Exercise tasks:
(a) Answer these questions from the text on the Santa Ana River:
(i) In what year did Juan Rodriguez Cabrillo sail along the Southern California coast?
(ii) What did Fray Juan Crespí call the campsite where the earthquake struck?
(iii) What passed law eventually brought the Mission Period to an end?
(b) Reproduce the part of the text on the Santa Ana River starting with "When Spanish explorer" and going on through "the river mouth.".

Text under study:
When Spanish explorer Juan Rodriguez Cabrillo sailed along the Southern California coast on his voyage of 1542, he passed the mouth of the Santa Ana River without noting it. Neither did any of the subsequent Spanish sea-borne explorers leave any written notice of the river mouth.

It was not until 1769 that Gaspar de Portolà led the first overland expedition northwards through coastal Southern California—still a largely unexplored part of the Alta California province of New Spain—and gave the river its name. On July 28, the party camped "about three leagues" from where the Santa Ana River exits the canyon through the northern Santa Ana Mountains, near present-day Olive. Fray Juan Crespí, one of the members of the expedition, wrote in his diary that he called the spot "Jesus de los Temblores", referring to an earthquake that struck while they were camped alongside there. Crespí also noted that the soldiers were calling the river "Rio de Santa Ana", probably because they had recently celebrated Saint Anne's Day. That name remains today (the second oldest place name in Orange County, after Santiago Creek), and the name of the mountain range and city were derived from the river.

Although no missions were actually located along the Santa Ana River or within the watershed, the river basin was nearly depleted of native people because the Spanish forced them to work at nearby missions, including Mission San Gabriel Arcangel and Mission San Luis Rey. The affected tribes were usually renamed after the missions, resulting in tribal names such as Gabrieliño and Luiseño. Difficult working and living conditions and European diseases such as smallpox killed much of the native population during the roughly 50-year-long Mission Period. The Secularization Act of 1833, passed by the newly independent country of Mexico, eventually brought an end to the Mission Period. The post-Mission Period native population was almost entirely devastated. The population was very little, their native religions were nearly lost, and most of their land had been taken by Spanish settlers. Although the Mexican government's original intention with the Secularization Act was to provide the Native Americans with their own land and property, most of the provisions made by the act never actually happened. Spanish settlers continued to press into the remaining tribal lands, and eventually, the tribes were forced into the surrounding desert lands or into the high mountains.

Saved data entries
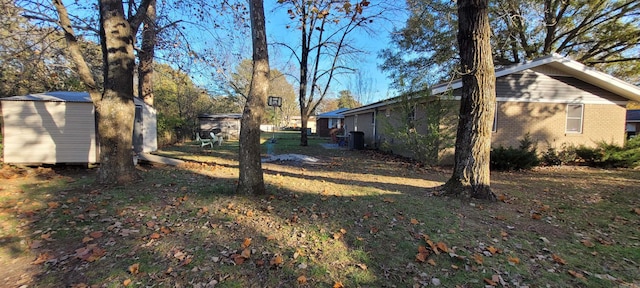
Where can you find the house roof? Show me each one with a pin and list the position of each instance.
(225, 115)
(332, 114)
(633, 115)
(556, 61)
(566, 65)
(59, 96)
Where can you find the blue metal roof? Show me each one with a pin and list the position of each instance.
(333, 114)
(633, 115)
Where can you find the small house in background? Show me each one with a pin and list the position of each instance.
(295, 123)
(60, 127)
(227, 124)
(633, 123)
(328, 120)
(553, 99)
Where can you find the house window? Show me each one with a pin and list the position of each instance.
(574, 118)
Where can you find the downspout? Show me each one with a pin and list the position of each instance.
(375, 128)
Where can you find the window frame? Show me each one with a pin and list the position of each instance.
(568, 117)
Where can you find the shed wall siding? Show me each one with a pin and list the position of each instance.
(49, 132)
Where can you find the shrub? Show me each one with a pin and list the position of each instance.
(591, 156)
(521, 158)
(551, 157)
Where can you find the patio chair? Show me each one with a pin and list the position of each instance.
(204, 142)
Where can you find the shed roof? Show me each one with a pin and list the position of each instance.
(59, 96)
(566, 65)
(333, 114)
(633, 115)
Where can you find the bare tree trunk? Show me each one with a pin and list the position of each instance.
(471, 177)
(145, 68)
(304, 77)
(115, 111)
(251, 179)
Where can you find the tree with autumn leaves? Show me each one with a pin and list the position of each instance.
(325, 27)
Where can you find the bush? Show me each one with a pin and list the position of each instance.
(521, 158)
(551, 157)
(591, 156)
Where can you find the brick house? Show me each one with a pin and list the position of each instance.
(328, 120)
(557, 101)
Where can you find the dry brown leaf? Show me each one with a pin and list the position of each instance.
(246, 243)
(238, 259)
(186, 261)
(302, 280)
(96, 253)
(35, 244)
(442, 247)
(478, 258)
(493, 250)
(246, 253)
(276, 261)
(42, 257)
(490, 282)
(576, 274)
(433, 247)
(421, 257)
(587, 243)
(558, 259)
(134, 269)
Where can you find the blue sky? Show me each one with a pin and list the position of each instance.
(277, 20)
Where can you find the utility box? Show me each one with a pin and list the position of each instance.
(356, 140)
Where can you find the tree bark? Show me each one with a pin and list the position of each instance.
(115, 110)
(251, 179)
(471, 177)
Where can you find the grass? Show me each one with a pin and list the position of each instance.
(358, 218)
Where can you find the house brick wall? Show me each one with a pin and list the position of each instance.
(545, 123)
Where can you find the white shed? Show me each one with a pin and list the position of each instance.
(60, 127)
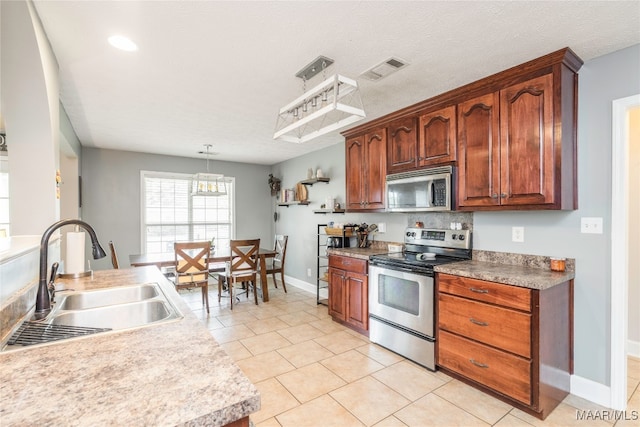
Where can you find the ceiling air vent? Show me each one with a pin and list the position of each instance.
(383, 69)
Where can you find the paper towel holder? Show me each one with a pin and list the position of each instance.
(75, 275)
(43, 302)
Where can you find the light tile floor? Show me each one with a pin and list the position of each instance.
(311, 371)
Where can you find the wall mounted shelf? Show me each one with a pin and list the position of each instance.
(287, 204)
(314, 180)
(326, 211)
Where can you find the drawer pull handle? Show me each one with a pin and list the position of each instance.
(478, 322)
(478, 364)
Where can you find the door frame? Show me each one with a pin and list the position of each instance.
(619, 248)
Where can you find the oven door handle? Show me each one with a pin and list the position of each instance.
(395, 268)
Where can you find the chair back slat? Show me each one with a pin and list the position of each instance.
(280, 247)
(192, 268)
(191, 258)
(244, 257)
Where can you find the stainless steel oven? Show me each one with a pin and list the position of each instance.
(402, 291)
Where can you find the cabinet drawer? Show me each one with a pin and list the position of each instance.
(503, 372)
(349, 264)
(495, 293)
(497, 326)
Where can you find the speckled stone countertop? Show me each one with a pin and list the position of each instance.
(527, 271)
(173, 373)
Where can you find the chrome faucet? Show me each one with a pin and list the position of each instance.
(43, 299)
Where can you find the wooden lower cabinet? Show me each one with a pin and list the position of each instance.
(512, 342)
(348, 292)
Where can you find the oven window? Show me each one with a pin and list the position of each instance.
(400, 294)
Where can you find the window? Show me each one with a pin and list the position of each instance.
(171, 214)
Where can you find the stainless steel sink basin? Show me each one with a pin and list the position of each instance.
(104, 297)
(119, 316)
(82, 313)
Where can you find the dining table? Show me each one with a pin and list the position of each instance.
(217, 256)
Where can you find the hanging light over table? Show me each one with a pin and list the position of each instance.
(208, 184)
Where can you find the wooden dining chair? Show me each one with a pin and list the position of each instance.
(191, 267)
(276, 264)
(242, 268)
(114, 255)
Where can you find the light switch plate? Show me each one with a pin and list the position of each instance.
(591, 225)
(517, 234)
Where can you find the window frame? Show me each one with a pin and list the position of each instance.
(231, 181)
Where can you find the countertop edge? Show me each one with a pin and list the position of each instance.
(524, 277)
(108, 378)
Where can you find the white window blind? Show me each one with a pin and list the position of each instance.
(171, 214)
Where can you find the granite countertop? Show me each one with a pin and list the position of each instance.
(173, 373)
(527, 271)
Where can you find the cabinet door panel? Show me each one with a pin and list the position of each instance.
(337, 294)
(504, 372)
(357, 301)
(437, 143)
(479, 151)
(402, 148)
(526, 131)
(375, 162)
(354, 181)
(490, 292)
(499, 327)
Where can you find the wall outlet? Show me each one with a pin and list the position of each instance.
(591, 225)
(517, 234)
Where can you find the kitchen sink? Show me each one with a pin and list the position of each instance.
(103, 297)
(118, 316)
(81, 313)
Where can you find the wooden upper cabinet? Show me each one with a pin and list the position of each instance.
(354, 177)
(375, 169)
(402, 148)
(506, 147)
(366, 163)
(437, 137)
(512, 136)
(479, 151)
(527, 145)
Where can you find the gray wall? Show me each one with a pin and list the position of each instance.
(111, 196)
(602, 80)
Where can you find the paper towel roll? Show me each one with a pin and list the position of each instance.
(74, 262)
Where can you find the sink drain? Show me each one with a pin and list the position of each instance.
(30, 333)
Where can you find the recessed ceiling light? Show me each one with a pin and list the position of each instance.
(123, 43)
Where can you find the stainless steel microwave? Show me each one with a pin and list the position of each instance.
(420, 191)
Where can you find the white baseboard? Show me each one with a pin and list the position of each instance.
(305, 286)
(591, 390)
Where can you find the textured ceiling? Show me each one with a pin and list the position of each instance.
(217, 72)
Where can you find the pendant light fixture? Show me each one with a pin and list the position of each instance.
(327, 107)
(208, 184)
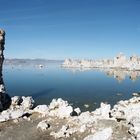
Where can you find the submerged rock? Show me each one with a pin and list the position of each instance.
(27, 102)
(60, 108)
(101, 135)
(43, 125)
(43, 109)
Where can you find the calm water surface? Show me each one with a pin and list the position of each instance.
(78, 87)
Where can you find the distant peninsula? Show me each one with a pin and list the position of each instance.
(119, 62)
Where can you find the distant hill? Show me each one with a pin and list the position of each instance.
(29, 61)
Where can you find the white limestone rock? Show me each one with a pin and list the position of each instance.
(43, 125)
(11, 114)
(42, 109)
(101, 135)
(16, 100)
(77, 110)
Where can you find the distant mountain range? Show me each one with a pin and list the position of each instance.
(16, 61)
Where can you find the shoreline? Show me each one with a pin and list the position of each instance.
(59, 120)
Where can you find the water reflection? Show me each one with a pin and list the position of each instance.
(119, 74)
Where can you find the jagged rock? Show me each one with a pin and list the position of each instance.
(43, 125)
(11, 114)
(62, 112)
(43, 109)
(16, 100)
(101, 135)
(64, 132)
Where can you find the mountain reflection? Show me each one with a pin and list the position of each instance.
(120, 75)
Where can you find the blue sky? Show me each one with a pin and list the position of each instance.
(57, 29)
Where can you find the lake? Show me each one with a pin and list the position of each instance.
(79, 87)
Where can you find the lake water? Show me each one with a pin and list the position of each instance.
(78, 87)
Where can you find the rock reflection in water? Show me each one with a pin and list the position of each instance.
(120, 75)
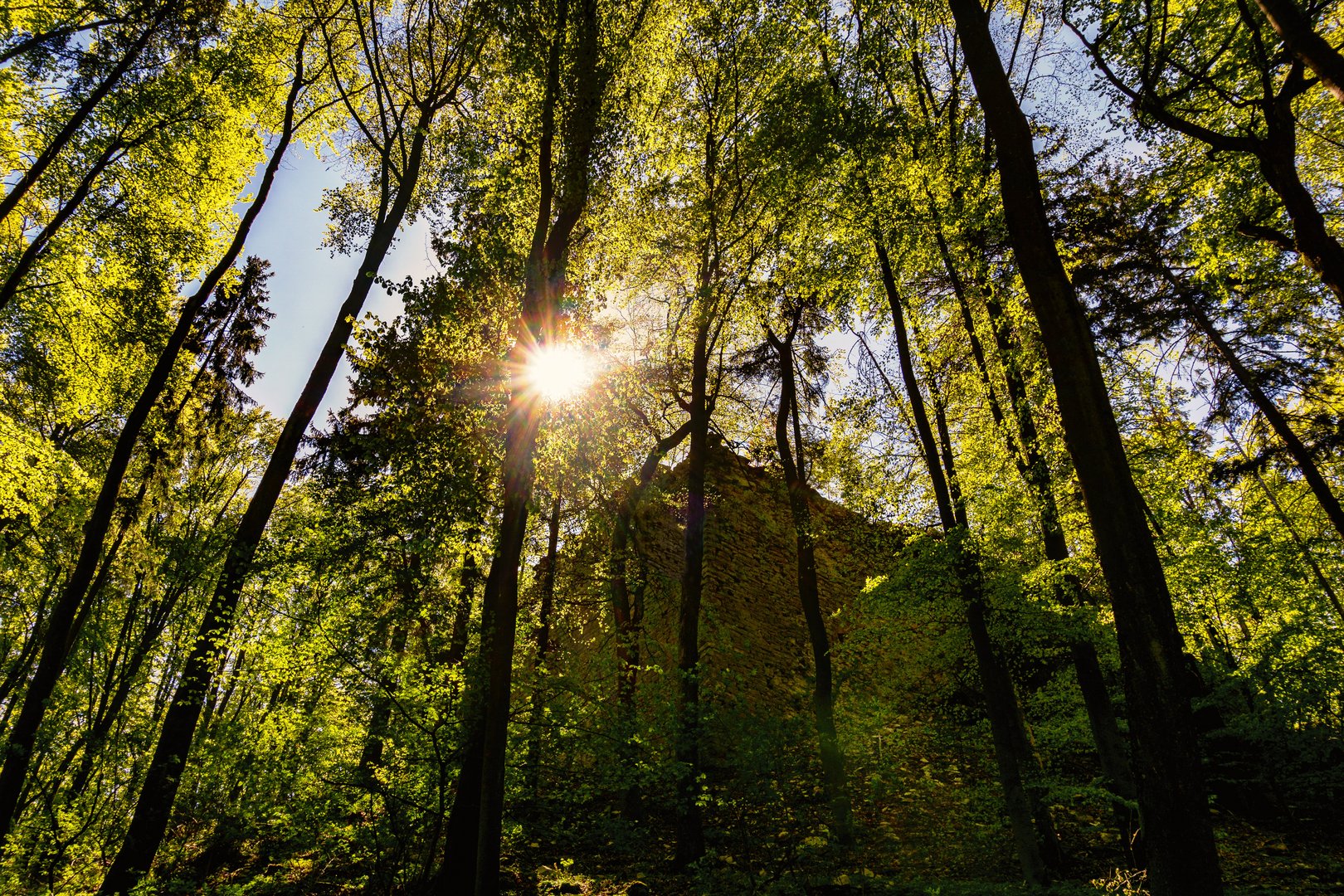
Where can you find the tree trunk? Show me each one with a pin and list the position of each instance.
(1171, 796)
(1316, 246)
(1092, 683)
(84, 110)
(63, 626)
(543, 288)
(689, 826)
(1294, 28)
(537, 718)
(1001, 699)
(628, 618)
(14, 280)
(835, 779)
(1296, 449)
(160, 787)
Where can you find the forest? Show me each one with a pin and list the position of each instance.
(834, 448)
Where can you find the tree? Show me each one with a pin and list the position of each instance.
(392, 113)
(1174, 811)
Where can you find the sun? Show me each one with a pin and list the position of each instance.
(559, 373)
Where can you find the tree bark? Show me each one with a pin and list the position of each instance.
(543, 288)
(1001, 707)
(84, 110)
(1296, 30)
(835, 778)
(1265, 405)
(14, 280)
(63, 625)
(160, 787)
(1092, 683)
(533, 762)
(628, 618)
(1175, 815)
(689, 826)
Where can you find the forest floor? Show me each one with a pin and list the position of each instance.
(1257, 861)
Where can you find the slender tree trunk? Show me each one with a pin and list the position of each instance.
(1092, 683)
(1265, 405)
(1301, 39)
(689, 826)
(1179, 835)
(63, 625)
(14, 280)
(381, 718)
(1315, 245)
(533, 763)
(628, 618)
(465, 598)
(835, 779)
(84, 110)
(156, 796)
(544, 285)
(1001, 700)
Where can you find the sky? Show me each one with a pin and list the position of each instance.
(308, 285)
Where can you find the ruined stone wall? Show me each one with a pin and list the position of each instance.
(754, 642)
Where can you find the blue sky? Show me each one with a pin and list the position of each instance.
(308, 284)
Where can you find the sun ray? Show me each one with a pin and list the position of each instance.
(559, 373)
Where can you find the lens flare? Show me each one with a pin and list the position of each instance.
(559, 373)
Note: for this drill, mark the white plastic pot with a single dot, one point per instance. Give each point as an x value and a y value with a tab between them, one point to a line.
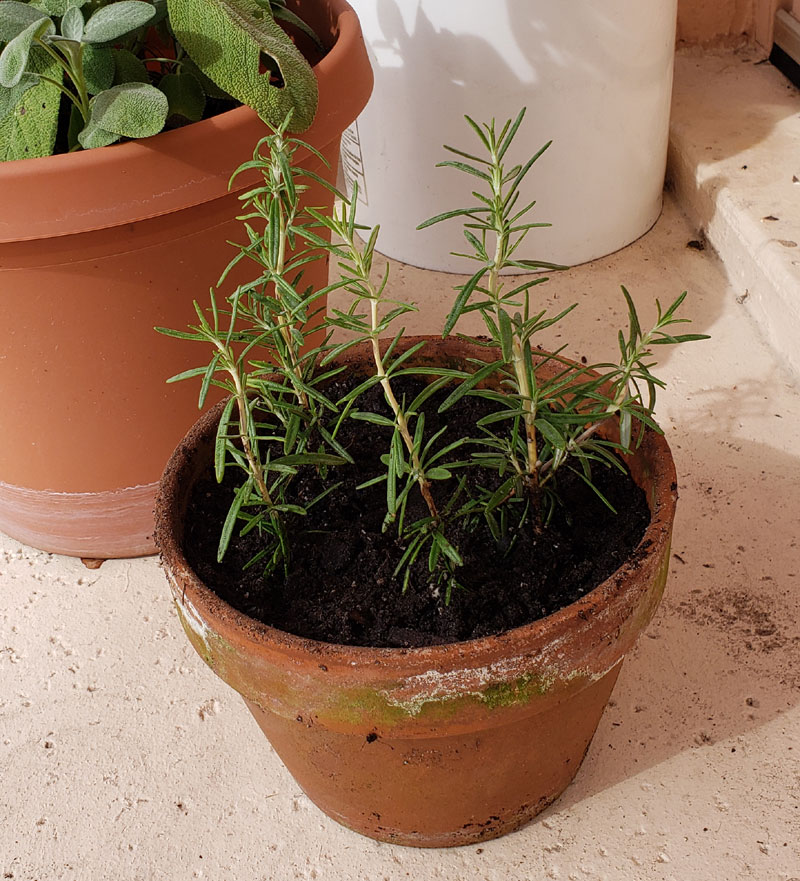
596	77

Results in order:
(a)
(i) 1542
(ii) "Jesus de los Temblores"
(iii) The Secularization Act of 1833

(b)
When Spanish explorer Juan Rodriguez Cabrillo sailed along the Southern California coast on his voyage of 1542, he passed the mouth of the Santa Ana River without noting it. Neither did any of the subsequent Spanish sea-borne explorers leave any written notice of the river mouth.